# Johnson 9.9hp to 15hp????



## smallieguy (Apr 7, 2004)

1st off, sorry to the moderators is this is a repeat post.

Does anyone know the exact way to convert a 2000 johnson 
9.9hp short shaft manual start to a 15hp?
Looking for a little more got out of my own way if you know what 
I be sayin'


----------



## Shortdrift (Apr 5, 2004)

All you have to do is put a 15 hp carb on it and do a bit of re-adjustment. Don't bother with the exhaust port as most of the punch comes from the carb.


----------



## smallieguy (Apr 7, 2004)

Do you know where I can get a carb. besides Norton marine?


----------



## papaperch (Apr 12, 2004)

A website by the name of www.smalloutboards.com has an excellent article on this very subject. Scroll down once you get on the site and read what they say.


----------



## smallieguy (Apr 7, 2004)

Thank You  i guess i'm callin norton.


----------



## smallieguy (Apr 7, 2004)

Called Norton and Don said they could take care of me right away,so
I got it there the same day and the price was great so it will done asap.
And they are doing the exhaust ports  thanks Shortdrift.
papaperch your post made up my mind, THANKS


----------



## duckdude (Feb 5, 2005)

i got a 9.9 yamaha 4 stroke can u do the same and i have a 25 mariner can u make that the same way to.


----------



## smallieguy (Apr 7, 2004)

Take a look at yamahas website and see if they use the same
engine for 9.9 and 15 or 25 and?
that will tell you if you can upgrade the hp.


----------



## Shortdrift (Apr 5, 2004)

Some are upgradeable and some not. The manufacturer will never tell you but the dealer will.


----------



## smallieguy (Apr 7, 2004)

this is what i'm talkin about
http://www.yamaha-motor.com/product...year=2005&cat=Two+Stroke+Series&scat=Portable
a close look will tell you that the cid is the same in the 9.9
and the 15 and in the 40 and the 50 and so on.
and yes the dealer will me happy to take your $ but at least have
the knowledge that it can be done before you call him.


----------



## LiquidTension (Apr 10, 2004)

wouldnt be planning on using that on some 10 hp lakes would we?

soooooo can i take my 40 hp to some 10 hp lakes and just use 1/4 throttle  ???????? i swear not to make a big wake.... oh wait.... the boats not gonna get on plane........ its gonna make a wake just as big as a 15 or 25 hp thats not on plane
hummmm maybe i can get a 50hp carb to throw on there.... that'll fool 'em

just sayin'........ silly restrictions.... what was i thinkin' ...... pffftttttt 

:not ripping smallieguy: just sayin'


----------



## smallieguy (Apr 7, 2004)

A converted 9.9 to 15 and use it on a 9.9 lake?  
Who me?  
Well I'd never do that.  
Like I'd be the only one in Ohio to ever try that.

### Dataset excerpt
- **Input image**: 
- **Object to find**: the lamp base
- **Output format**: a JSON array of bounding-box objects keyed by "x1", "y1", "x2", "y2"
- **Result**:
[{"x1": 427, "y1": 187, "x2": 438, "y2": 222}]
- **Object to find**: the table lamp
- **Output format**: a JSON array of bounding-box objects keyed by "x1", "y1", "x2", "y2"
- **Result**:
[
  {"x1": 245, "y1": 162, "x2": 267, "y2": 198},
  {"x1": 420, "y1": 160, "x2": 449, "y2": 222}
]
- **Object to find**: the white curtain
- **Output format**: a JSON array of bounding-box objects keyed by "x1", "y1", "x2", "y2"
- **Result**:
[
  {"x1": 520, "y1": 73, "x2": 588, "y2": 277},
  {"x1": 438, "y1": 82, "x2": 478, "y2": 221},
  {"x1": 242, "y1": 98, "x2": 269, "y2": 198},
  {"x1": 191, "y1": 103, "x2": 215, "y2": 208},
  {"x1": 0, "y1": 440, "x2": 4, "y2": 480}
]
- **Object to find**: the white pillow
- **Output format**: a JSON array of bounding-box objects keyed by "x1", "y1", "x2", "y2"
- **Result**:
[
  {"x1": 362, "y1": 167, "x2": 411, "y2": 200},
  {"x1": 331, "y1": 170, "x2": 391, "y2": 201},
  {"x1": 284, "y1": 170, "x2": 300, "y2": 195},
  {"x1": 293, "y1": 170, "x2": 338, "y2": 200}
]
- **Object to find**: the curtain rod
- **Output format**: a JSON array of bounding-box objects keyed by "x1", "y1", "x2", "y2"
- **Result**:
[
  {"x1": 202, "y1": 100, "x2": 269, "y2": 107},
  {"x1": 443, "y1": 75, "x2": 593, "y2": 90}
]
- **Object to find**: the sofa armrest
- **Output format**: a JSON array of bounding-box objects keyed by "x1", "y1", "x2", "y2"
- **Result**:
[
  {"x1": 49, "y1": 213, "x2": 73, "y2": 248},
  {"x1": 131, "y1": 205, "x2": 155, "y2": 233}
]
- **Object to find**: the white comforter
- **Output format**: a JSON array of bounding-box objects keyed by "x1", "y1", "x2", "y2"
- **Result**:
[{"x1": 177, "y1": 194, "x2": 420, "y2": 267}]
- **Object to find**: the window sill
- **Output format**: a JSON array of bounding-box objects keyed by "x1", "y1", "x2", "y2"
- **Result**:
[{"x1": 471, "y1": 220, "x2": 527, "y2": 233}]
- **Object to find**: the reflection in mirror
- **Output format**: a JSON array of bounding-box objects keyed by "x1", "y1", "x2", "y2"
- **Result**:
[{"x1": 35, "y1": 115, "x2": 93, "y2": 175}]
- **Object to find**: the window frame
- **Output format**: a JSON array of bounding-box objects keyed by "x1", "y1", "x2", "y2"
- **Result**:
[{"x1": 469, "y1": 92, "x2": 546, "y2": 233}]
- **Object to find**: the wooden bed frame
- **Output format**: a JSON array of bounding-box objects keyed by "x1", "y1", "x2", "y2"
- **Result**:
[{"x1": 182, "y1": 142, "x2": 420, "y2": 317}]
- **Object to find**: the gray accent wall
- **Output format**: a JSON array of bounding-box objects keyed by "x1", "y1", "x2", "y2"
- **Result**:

### Exercise
Please carry the forum thread about converting a 9.9hp Johnson outboard to 15hp forward, picking up after its last post. You won't need the rows for any of this.

### Written reply
No offense taken, I just like to know the answers to questions before
they are asked...ie: can you make a 9.9 a 15 or can you make a 40
a 50.
well yes if the engine specs are the same EXCEPT for carberation
and exhaust and props.
think of a 1970 chevy 350 with a 2barrel carb and then switch it
to a 4barrel.
horsepower will increase, period.


----------



## Erie Addict (Apr 12, 2004)

It has happened before. I know of a guy running a merc 25 hp with 9.9 stickers on it. he has never been questioned about it.


----------



## smallieguy (Apr 7, 2004)

Thanks to all for the advise but in the end I desided not to 
have the work done.
It just wouldn't be worth the $


----------



## WoodenShips (Aug 5, 2004)

smallieguy:
I am going to do the same thing with my JOHNNY 9.9 .I have a SEA NYMPH 17.5 and it's the slowest thing on the lake besides POTOON boats.I have a wooden deck that gives the boat a lot of weight.I'M going to take mine to a place across the river in Wheeling WVA.Those people are very good.Some of the boats on PIEDMONT are really fast for a *9.9 !*


----------



## smallieguy (Apr 7, 2004)

Thats the truth about the pied.
I had one of the fastest boats on the lake and then went and got a bigger boat.  
slowed me down from 22mph to 16mph on my gps and on good day.


----------



## WoodenShips (Aug 5, 2004)

smallieguy:
 *22 to 16!!* On a GOOD morning I might hit 10 mph...and in the wind try 6 for me.  ...I have aimed the boat,put my head down ,and shut my eyes when nobody was on the lake because it takes so long......lol.


----------



## bkr43050 (Apr 5, 2004)

WoodenShips said:


> smallieguy:
> *22 to 16!!* On a GOOD morning I might hit 10 mph...and in the wind try 6 for me.  ...I have aimed the boat,put my head down ,and shut my eyes when nobody was on the lake because it takes so long......lol.


 It sounds like you may have to install a mast and sail on that "wooden ship".


----------



## smallieguy (Apr 7, 2004)

Heck one day on milton with a 10-15mph tail wind my gps said
24.7 mhp. And yeah it was scarey.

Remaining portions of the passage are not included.